» Task requirements: The answer must consist only of the lines from the line with "Target: porch window" to the line with "Target: concrete walkway", both included, exactly as they stand below.

(Recorded data)
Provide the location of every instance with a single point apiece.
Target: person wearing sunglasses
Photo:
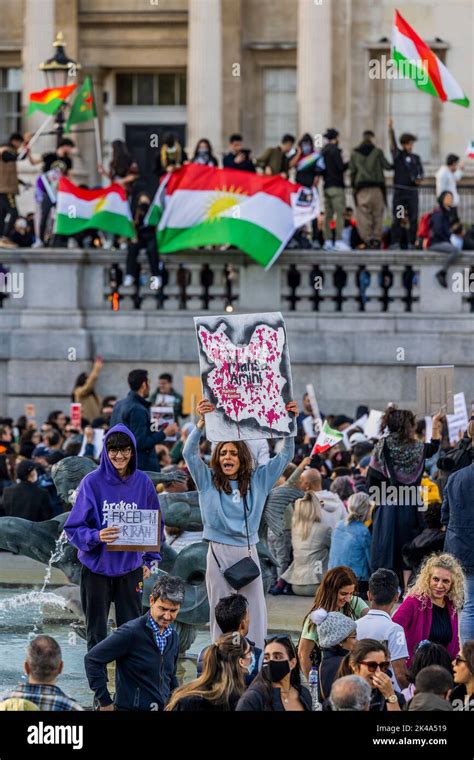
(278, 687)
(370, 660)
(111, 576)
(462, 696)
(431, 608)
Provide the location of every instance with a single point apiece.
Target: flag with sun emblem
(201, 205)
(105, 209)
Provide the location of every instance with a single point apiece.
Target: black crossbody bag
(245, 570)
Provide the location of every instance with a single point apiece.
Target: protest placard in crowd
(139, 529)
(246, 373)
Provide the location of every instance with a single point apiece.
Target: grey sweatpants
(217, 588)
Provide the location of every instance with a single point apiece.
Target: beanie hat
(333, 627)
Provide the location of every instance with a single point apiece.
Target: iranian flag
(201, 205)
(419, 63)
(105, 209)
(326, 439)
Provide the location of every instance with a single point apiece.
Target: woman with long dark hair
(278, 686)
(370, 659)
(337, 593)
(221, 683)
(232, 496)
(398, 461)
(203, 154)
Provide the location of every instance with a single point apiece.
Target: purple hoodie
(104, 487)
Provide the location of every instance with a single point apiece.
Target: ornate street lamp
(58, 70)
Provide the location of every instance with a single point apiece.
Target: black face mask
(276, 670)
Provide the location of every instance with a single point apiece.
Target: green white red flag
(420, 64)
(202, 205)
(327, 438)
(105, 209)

---

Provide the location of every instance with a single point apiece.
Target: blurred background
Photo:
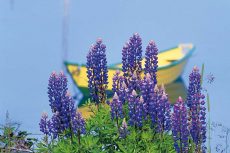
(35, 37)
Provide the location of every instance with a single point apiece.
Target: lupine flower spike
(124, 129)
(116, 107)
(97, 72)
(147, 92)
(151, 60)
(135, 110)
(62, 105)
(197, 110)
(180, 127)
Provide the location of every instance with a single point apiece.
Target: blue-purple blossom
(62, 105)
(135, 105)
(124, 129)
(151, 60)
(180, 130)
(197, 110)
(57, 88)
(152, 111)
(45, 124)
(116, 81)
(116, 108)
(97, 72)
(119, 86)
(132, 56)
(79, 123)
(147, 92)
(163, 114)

---

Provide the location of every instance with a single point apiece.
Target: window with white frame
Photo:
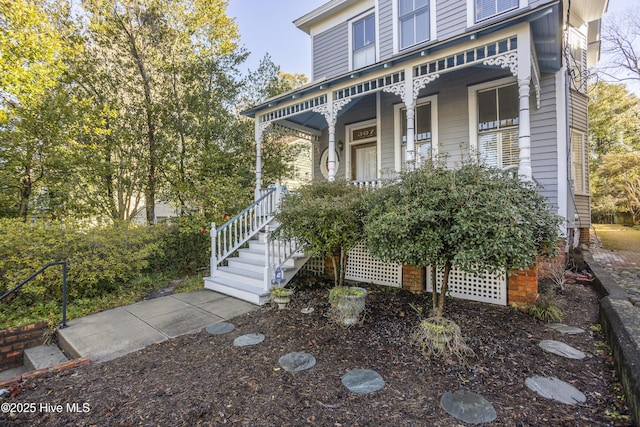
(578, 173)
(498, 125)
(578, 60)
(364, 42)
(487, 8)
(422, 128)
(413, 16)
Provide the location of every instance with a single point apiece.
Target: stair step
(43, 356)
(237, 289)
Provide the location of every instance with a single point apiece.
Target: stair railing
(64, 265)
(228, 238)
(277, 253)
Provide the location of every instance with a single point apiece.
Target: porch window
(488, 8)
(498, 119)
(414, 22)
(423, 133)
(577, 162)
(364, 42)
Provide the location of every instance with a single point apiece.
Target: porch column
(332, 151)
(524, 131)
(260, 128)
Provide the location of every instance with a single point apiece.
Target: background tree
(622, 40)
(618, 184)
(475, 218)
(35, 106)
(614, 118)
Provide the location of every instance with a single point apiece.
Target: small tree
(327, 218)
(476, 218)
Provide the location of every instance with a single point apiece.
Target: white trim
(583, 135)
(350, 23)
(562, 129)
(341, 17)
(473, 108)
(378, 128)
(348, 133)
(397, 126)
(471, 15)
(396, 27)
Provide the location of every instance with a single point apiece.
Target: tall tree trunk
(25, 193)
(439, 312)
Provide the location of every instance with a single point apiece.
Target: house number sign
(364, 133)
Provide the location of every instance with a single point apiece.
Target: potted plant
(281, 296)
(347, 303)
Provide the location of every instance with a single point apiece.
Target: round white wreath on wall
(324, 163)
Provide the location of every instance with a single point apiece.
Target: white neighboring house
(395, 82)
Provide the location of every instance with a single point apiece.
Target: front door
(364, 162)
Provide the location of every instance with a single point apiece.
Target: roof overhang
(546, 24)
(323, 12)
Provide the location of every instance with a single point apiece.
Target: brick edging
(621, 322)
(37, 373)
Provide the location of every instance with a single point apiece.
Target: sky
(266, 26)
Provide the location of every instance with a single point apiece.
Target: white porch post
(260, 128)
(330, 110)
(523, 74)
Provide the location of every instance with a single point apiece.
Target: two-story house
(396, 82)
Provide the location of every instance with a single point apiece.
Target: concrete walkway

» Exercise solution:
Target: porch window
(488, 8)
(498, 119)
(414, 22)
(423, 133)
(577, 162)
(364, 42)
Provide the location of every instance with a single point apiece.
Target: porch column
(332, 151)
(524, 131)
(260, 128)
Provide the location of every instance with a single point apiece.
Target: background tree
(622, 40)
(618, 184)
(475, 218)
(35, 106)
(614, 118)
Provide the location of every instance with a single point apiece.
Target: small tree
(327, 218)
(476, 218)
Provide the location of every instance with a single point apiece.
Target: white trim
(583, 135)
(350, 23)
(562, 129)
(341, 17)
(473, 108)
(378, 128)
(348, 133)
(397, 126)
(471, 15)
(396, 27)
Provide the location of every instance with a single point apiece.
Target: tall tree trunk
(25, 193)
(439, 312)
Provide the location of every instance with a single point apiece.
Target: house number sign
(364, 133)
Provide the location of every instance with a single point apiece.
Target: potted plant
(281, 296)
(347, 303)
Provide the location of every instance with a single point apiece.
Target: round white wreath on wall
(324, 163)
Provide the location of every instance with a single point apiece.
Target: white neighboring house
(395, 82)
Provide the location of every instance with a single point apiece.
Target: front door
(364, 162)
Provide the location of every instance with a single point apiece.
Target: roof overhang
(546, 24)
(323, 12)
Provide the location of every instance with a single point apiece.
Target: brick edging
(621, 322)
(37, 373)
Provide the location of every instance with a single point apiece.
Target: sky
(266, 26)
Provide the location of every instance with a single point apiece.
Target: white porch post
(260, 128)
(330, 110)
(523, 74)
Provide the location of every instance with a single point apiece.
Target: two-story house
(396, 82)
Provide the location of every instance with a single point apiece.
Target: concrete walkway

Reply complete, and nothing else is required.